Every record that follows needs to be written out again, exactly.

· · · ·

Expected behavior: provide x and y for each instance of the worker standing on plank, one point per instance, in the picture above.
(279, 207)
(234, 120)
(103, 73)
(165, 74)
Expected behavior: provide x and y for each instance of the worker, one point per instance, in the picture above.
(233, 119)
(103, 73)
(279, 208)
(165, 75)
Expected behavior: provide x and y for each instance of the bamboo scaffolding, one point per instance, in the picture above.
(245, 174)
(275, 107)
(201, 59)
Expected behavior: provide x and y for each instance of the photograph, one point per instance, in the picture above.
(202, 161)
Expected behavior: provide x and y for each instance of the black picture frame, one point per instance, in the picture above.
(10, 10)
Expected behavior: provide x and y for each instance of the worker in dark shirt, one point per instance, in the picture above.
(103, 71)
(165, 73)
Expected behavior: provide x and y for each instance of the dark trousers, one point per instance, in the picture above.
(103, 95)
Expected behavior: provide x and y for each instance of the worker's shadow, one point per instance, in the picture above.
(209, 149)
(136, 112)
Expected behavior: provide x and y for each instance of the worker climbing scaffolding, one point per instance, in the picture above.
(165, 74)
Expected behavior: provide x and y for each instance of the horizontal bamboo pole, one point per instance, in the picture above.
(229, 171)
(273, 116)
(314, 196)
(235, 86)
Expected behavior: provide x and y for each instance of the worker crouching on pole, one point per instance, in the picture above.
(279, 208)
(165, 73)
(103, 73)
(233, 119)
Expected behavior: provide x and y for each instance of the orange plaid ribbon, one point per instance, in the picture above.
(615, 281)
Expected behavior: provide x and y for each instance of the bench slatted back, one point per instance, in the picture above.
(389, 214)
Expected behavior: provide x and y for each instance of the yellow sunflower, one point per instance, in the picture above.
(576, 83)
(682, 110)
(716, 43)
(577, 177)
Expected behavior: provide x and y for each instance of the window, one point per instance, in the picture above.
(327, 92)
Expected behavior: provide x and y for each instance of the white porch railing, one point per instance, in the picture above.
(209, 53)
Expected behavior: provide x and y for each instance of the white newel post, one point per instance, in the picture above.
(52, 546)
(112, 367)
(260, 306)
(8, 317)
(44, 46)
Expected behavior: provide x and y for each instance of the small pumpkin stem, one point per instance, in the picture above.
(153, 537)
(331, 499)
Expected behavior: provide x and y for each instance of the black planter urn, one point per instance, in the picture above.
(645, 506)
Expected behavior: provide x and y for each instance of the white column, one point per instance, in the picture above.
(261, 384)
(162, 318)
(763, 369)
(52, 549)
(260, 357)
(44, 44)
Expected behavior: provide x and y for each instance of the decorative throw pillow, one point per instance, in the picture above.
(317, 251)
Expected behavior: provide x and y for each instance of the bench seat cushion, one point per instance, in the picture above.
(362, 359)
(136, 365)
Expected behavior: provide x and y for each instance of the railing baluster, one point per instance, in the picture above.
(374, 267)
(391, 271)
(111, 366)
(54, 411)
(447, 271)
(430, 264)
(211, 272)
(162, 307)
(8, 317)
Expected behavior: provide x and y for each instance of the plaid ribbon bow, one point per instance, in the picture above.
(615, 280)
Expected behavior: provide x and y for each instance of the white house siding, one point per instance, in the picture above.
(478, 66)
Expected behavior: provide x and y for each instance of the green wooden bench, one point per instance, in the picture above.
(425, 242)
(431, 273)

· · · ·

Your solution:
Expected behavior: provide x and y for each instance of the worker standing on plank, one point per instance, in the picture above.
(279, 207)
(234, 120)
(103, 73)
(165, 74)
Expected behavior: provide x and y for each instance of the worker, one point per instance, in the picture above.
(233, 119)
(103, 73)
(279, 208)
(165, 75)
Expected behavior: provide x and y for each instance of the bamboo scaffolding, one point per instance, in the picture above.
(245, 174)
(275, 107)
(201, 59)
Expected behavior: provide x and y for each instance of the photograph, one point per instance, in the picture above.
(202, 161)
Expected behavior: provide x and y for each instance of the black picture frame, one point per instance, in the picture above.
(10, 10)
Expected behavior: provide x and y for each instance of the worker in dark shirt, one point per instance, in the picture above.
(103, 71)
(165, 73)
Expected behavior: provide x and y for each instance of the dark trousers, one point per instance, in the picture above.
(103, 95)
Expected behavior: provide x and y for each instance of the worker's shadow, one point per instance, in the picture above.
(209, 149)
(136, 112)
Expected behavior: provide x and y for each instance of the worker climbing scaffolding, one point per instance, in the picture above.
(165, 74)
Expected behavior: provide x and y for each instance of the horizontal bamboo pole, one point per instance, in the picture above.
(229, 171)
(273, 116)
(314, 196)
(235, 86)
Expected behavior: provide x and y for each instance of the worker crouching on pole, one point per instance, in the picture above.
(279, 208)
(165, 73)
(103, 73)
(233, 119)
Expected behavior: provide x and y for each instance of the orange plaid ribbon, one point per instance, in the picture above.
(615, 281)
Expected behavior: provide x and y for each instance of the bench slatted back, one point per instance, in the picture above.
(389, 214)
Expected behavior: provide x and y for each instance of the yellow sunflower, one point per instance, in the picture above.
(576, 83)
(682, 110)
(716, 43)
(577, 177)
Expected behavior: provide x and y for each instance of the window, one point per instance, in the picture above.
(327, 92)
Expected behavior: provide x and y for each instance of the white porch railing, one point per instance, in the picture above.
(209, 53)
Expected behavior: provide x and y for each instance of the white newel post, one point per instance, in the picture above.
(52, 546)
(112, 367)
(260, 306)
(8, 317)
(44, 46)
Expected behavior: provide x and y for each instance of the small pumpkin stem, one point per instance, in the picture above.
(153, 537)
(331, 499)
Expected behavior: provide x and y for each instance of the black planter urn, one point per instance, in the picture above.
(645, 506)
Expected behavior: provide x and y for each instance of the white column, one point per instance, in the picture above.
(261, 384)
(162, 318)
(763, 369)
(52, 549)
(260, 357)
(44, 44)
Expected behavior: provide x and y for each instance of the decorative throw pillow, one point per instance, in the picture above.
(317, 251)
Expected behavior: provide x and y for each instance of the bench seat cushion, one point per instance, in the picture above.
(362, 359)
(136, 365)
Expected behavior: provide x and y for each instance of the railing baluster, one point per instance, in the picture above.
(374, 267)
(391, 271)
(111, 366)
(54, 411)
(447, 271)
(430, 264)
(211, 272)
(162, 307)
(8, 317)
Expected behavior: provide x and y for each instance of the plaid ribbon bow, one point per instance, in the picture above.
(615, 280)
Expected behavior: provide x and y for each instance of the white house siding, one point per instance, in the picture above.
(478, 66)
Expected behavior: provide x and y for each instance of the green wooden bench, one point per instance, in the picture above.
(425, 242)
(431, 273)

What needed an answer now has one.